▶ **Problem**:
Can you write out the records again, substituting "find" for every "locate" and leaving everything else unchanged?

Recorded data
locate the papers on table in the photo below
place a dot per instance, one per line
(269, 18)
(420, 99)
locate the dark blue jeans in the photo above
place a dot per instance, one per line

▶ **Answer to this exercise**:
find the papers on table in the photo below
place a dot per instance, one per line
(269, 18)
(420, 99)
find the dark blue jeans in the photo above
place a dot per instance, one per line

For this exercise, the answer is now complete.